◆ Directions for this task
Only the text of the records, copied exactly, is wanted; no pictures.

[Phrase grounding data]
━━━━━━━━━━━━━━━━━━━━━━━━━━━━━━
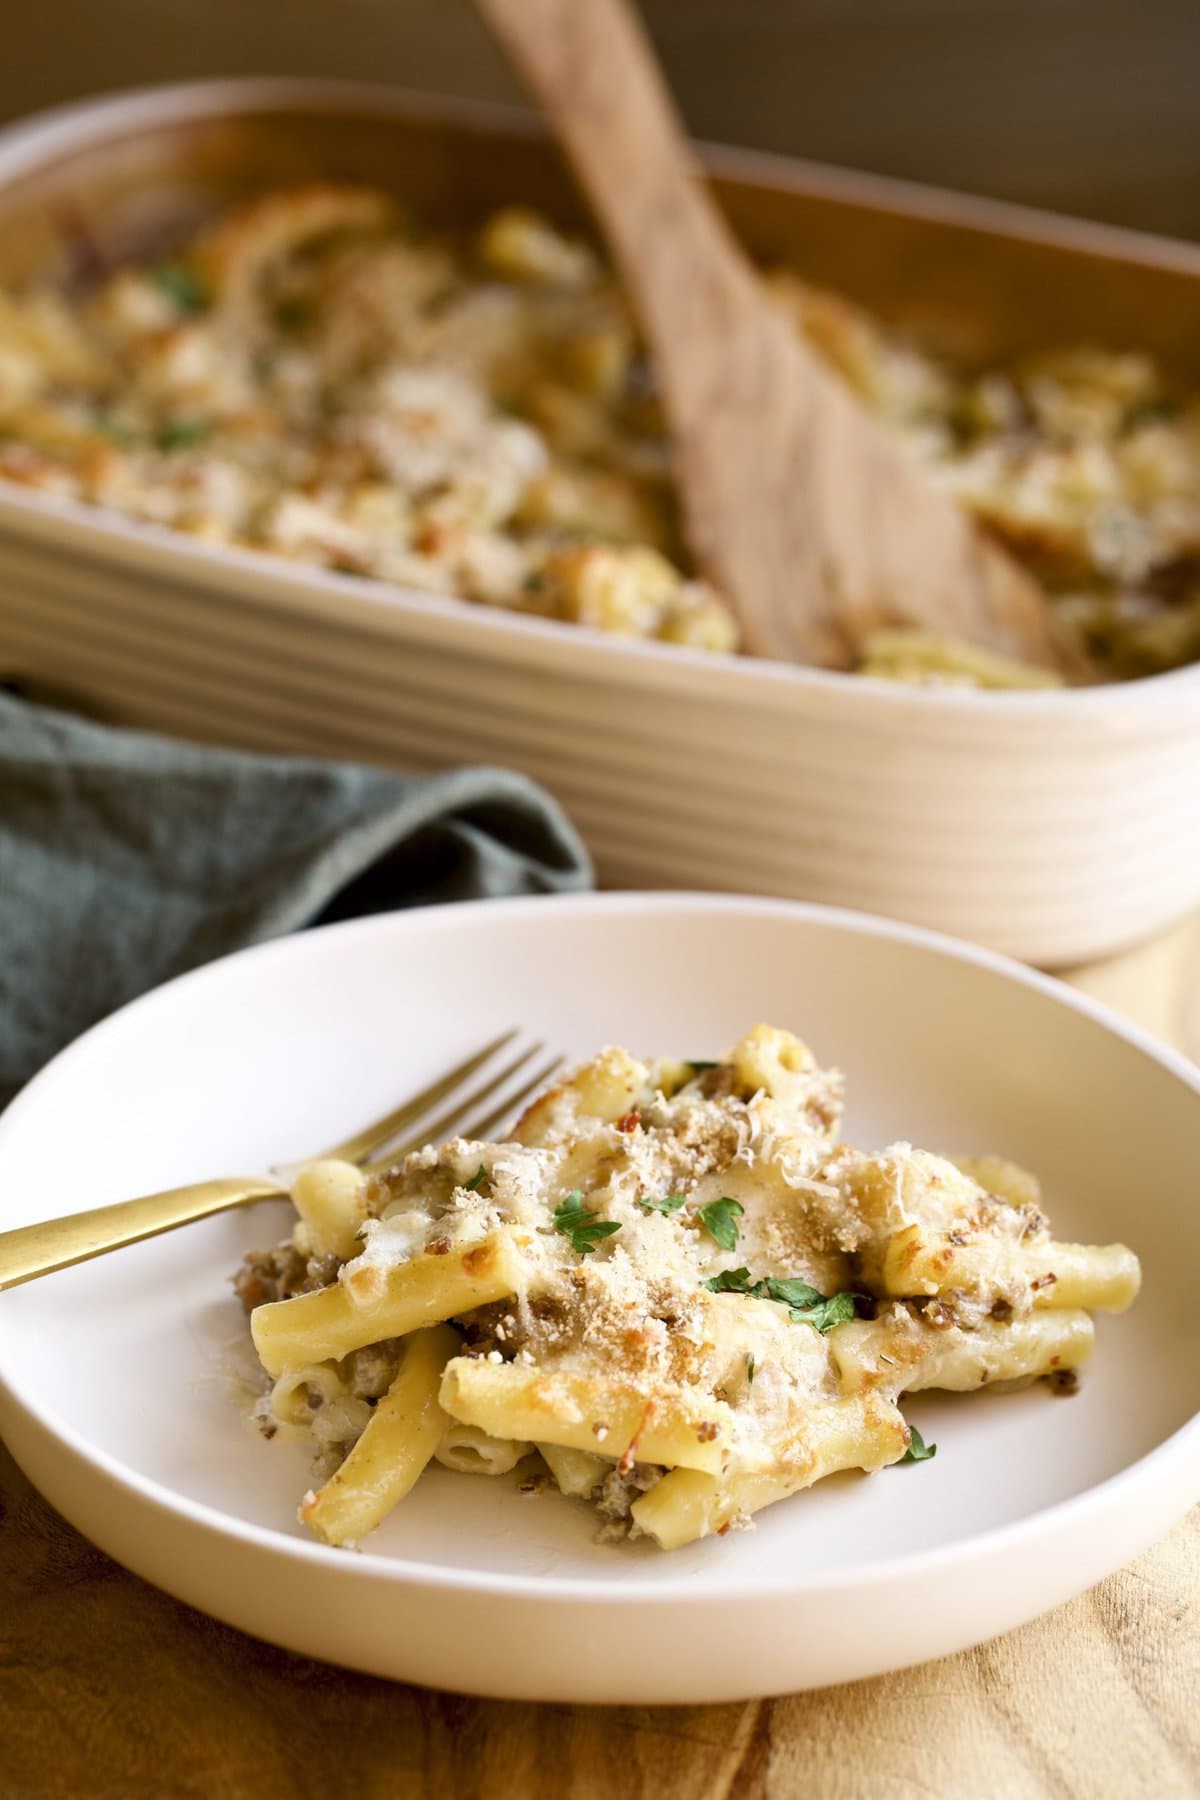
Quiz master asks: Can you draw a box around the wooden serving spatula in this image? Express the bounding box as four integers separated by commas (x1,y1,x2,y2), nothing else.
476,0,1063,672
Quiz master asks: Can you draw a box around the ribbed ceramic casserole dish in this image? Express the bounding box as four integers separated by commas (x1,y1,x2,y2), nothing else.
0,78,1198,966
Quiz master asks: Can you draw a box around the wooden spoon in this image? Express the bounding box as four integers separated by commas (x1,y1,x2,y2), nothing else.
476,0,1063,672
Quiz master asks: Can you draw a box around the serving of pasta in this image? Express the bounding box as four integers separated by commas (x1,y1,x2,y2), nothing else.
234,1025,1140,1551
1,181,1199,684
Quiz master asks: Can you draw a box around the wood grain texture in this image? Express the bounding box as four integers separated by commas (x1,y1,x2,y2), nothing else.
0,1432,1195,1797
475,0,1062,673
2,919,1199,1796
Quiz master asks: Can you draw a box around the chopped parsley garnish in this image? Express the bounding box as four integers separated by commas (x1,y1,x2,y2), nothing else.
688,1059,719,1070
150,262,209,315
703,1266,758,1295
755,1275,822,1309
463,1165,490,1192
553,1191,621,1256
637,1193,686,1215
703,1266,858,1333
698,1196,743,1251
773,1283,858,1333
746,1353,757,1385
900,1424,937,1464
156,419,212,452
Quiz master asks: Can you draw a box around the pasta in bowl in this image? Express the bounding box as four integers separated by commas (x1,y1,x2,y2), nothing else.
235,1024,1140,1551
━━━━━━━━━━━━━━━━━━━━━━━━━━━━━━
◆ Task output
Quiz master asks: Can you draw a box around the wooden serving spatula in this image? Express the bounding box as four integers separated by commas (x1,y1,x2,y2), nothing else.
476,0,1063,672
Quiz master asks: Can you draw a box around the ribbed ceramic casserole dish in this image? Express the bounding box as four integers separated by commas (x1,y1,x2,y2), nothing else.
0,78,1198,966
Quiz master asks: Can you draw a box around the wooden spoon in this image? Express the bounding box as four integers separated by commas (x1,y1,x2,y2), nothing else.
476,0,1063,672
Quiz master asks: Can you draw a box around the serving of pasta in this image? Express the bounding box as four integers separated by commas (x1,y1,x2,y2), nothing else.
234,1025,1140,1551
1,181,1199,684
Quiz master asks: Can you draw a box around the wood grain texture in this image? Express the bounding box as four integers separated by commas (x1,y1,x2,y2), nothing else.
0,1432,1195,1797
475,0,1062,673
2,919,1199,1796
Quiz master asks: Can you draw a box around the chopped parsley garnish in this image? Express the bounding box as four integers separated by commas (x1,y1,x2,y2), nothing else.
688,1059,719,1070
150,262,209,315
703,1266,758,1295
755,1275,822,1309
463,1165,490,1192
553,1191,621,1256
637,1193,686,1215
703,1266,858,1333
698,1196,743,1251
773,1283,858,1333
746,1353,757,1385
900,1424,937,1464
156,419,212,452
Quiz master asks: Can you draw a box around the pasta in bowl in this image? Express the bounding box as four integers separated by commas (x1,y1,x2,y2), nothing else.
235,1024,1140,1551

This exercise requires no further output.